# [What is needed]
Reproduce word for word the film class blog below, from "Well to put" to "performance and participation.".

Sunday, May 4, 2008
FEB 13th BLOG (missing from before.
According to Brandon Joseph, what effects did the Exploding Plastic Inevitable have on spectators? How is this similar or different from the films (such as Vinyl and Mario Banana) projected individually, as we have seen them in class?
Well to put is simply the answer is overwhelmed. The audience had never seen something like it before. All these films back to back to back. It was both powerful and according to some "perverse."
I understand the desire to allow your senses to be overwhelmed, but at the same time there is something almost superfluous about it. Can you really comprehend avant-garde if you see tons of it at once. Avant-garde is in a manner so difficult that without the safe nest of a class room to talk about it afterward it becomes just images. But then sometimes that is a good thing too.
Monday, April 28, 2008
Live Cinema
The five essential elements of live cinema are space, time, projection, performance and participation.

# [Supplied material]
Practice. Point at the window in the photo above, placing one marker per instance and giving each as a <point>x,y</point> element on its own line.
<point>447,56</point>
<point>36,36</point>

# [Complete response]
Well to put is simply the answer is overwhelmed. The audience had never seen something like it before. All these films back to back to back. It was both powerful and according to some "perverse."
I understand the desire to allow your senses to be overwhelmed, but at the same time there is something almost superfluous about it. Can you really comprehend avant-garde if you see tons of it at once. Avant-garde is in a manner so difficult that without the safe nest of a class room to talk about it afterward it becomes just images. But then sometimes that is a good thing too.
Monday, April 28, 2008
Live Cinema
The five essential elements of live cinema are space, time, projection, performance and participation.